EXTRACTED RECORDS:
=== Section Start ===

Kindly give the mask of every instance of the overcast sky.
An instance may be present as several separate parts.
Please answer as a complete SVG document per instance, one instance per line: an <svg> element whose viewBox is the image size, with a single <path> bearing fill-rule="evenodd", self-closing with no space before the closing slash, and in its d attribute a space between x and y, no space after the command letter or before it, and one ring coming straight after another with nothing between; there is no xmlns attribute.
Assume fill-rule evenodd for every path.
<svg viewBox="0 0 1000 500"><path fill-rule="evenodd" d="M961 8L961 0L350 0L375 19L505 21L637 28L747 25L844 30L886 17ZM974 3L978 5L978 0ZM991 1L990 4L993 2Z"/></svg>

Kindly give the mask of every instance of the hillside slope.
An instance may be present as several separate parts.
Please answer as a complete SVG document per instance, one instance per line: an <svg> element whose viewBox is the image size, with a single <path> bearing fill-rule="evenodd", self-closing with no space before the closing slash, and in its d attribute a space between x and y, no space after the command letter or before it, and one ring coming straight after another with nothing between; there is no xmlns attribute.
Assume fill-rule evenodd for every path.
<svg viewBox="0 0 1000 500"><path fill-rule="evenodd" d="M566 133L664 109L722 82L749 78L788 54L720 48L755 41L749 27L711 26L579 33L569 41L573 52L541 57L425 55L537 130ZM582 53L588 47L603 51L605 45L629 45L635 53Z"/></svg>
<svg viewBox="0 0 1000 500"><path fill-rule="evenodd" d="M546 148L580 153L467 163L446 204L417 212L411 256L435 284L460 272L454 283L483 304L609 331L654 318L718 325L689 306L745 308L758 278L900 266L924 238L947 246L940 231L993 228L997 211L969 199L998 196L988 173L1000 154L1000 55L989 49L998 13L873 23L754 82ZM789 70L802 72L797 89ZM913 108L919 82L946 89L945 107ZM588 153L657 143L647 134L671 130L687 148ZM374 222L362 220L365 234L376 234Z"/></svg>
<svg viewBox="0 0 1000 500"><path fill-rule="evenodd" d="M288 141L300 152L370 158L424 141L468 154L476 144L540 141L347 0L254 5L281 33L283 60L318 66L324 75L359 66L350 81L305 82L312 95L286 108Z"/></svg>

=== Section End ===

TO DO:
What is the number of lines in the listing that include the word "Kindly"? Give the number and no other text.

TASK SOLUTION:
2